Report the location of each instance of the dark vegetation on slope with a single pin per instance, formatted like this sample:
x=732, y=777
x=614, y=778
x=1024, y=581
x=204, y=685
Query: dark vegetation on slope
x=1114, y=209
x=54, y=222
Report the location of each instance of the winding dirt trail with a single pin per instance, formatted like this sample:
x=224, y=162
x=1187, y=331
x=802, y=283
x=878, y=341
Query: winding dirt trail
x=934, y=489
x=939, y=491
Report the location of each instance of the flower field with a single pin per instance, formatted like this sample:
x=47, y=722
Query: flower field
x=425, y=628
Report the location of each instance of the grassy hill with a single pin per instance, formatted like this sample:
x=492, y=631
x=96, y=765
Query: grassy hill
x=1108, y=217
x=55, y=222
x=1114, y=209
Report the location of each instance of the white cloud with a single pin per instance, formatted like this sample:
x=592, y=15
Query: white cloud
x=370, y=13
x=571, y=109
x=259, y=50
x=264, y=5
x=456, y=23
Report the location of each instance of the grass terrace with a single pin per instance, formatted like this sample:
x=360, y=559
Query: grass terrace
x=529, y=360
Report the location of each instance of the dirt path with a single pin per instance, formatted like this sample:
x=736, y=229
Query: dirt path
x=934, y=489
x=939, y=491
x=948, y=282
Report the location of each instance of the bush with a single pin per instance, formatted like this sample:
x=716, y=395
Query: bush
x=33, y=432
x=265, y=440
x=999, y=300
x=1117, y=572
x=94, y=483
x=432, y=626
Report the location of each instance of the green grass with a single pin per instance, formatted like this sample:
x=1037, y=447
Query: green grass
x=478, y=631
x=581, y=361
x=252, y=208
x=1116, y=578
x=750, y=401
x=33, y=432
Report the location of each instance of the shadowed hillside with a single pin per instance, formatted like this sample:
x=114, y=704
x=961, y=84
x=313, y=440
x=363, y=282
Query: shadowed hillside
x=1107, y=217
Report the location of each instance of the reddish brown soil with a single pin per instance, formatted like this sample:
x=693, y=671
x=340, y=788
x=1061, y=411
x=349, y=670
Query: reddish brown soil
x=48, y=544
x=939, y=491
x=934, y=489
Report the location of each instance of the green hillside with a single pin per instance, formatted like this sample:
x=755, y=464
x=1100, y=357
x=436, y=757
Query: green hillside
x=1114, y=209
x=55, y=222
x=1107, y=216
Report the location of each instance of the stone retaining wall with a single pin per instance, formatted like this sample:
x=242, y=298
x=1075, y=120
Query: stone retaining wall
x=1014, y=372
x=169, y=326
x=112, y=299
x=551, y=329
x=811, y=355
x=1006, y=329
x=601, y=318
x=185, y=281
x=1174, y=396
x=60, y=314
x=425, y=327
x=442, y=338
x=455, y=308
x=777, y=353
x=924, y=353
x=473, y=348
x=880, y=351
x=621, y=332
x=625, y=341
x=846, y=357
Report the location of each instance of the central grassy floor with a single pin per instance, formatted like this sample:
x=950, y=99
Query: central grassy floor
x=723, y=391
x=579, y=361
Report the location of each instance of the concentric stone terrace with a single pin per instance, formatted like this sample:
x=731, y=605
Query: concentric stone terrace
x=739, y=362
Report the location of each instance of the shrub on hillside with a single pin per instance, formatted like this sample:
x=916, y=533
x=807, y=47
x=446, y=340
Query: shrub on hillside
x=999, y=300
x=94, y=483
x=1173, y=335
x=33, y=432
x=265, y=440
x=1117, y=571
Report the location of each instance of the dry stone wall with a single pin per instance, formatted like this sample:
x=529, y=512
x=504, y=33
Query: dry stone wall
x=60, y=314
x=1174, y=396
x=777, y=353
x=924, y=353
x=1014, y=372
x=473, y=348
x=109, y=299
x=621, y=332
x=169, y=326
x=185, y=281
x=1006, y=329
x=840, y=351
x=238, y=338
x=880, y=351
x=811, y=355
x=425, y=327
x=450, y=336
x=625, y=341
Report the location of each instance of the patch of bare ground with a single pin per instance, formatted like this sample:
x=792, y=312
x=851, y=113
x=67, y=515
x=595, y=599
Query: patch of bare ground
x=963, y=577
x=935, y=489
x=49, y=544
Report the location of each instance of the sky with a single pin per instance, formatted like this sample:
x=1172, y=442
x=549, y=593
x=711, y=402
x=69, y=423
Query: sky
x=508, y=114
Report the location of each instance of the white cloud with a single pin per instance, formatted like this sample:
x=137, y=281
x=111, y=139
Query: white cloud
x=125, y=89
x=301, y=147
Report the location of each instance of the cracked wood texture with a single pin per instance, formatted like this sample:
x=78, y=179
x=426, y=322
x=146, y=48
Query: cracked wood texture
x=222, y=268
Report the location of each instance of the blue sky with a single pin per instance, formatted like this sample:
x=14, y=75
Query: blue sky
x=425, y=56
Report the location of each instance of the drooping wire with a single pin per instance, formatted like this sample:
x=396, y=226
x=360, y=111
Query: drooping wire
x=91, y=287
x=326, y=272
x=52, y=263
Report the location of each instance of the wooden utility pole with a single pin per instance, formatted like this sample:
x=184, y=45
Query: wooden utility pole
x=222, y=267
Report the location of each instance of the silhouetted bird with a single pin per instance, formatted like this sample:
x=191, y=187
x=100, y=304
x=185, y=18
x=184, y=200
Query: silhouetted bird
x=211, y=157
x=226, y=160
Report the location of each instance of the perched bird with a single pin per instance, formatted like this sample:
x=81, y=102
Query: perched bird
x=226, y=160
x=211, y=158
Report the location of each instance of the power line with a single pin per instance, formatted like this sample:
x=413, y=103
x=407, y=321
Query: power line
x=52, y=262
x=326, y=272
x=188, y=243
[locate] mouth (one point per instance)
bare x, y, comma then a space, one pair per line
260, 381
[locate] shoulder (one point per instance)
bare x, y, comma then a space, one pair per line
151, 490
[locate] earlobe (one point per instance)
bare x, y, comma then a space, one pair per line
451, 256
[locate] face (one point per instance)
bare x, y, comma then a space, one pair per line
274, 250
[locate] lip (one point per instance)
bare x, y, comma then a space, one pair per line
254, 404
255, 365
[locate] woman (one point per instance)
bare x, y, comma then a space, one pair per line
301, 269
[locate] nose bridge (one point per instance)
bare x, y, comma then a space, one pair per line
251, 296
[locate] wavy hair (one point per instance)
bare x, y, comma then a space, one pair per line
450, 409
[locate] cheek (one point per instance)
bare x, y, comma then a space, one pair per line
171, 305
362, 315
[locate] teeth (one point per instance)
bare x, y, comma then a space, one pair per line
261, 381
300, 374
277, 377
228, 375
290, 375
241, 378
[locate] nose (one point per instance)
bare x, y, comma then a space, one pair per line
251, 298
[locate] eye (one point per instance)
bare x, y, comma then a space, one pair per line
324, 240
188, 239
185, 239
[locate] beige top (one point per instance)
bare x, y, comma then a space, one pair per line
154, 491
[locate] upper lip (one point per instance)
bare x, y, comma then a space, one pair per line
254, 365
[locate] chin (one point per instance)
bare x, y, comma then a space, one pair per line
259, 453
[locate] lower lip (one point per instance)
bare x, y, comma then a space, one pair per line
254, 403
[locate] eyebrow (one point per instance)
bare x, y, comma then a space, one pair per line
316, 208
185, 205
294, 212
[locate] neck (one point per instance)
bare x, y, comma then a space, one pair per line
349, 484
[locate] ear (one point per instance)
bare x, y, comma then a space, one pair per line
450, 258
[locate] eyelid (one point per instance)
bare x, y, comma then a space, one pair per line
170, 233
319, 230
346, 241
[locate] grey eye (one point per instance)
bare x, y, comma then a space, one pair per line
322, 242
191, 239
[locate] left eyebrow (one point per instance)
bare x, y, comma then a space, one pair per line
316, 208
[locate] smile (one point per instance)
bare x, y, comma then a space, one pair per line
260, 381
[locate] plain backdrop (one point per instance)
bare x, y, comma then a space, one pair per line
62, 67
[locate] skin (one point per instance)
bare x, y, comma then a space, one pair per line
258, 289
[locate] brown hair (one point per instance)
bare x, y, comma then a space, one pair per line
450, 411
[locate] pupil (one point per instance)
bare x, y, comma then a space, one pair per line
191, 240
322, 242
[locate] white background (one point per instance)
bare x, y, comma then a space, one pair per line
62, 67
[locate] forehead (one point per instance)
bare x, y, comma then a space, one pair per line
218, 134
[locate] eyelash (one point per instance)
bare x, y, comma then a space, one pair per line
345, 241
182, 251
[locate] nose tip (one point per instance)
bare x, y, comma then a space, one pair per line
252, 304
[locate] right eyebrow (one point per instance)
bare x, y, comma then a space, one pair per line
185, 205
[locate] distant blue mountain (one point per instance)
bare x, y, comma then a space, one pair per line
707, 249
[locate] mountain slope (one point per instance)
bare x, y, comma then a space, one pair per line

···

STATED TASK: Express the lines of the listing as a JSON array of strings, one string per line and with blank lines omitted, beginning at the line that contains "Report the location of each instance of the flower" and ending after the line that contains "x=425, y=628".

ANSWER IN FULL:
[
  "Report the location of each instance of the flower field with a single pin per instance, formatted like this sample:",
  "x=47, y=722",
  "Query: flower field",
  "x=425, y=628"
]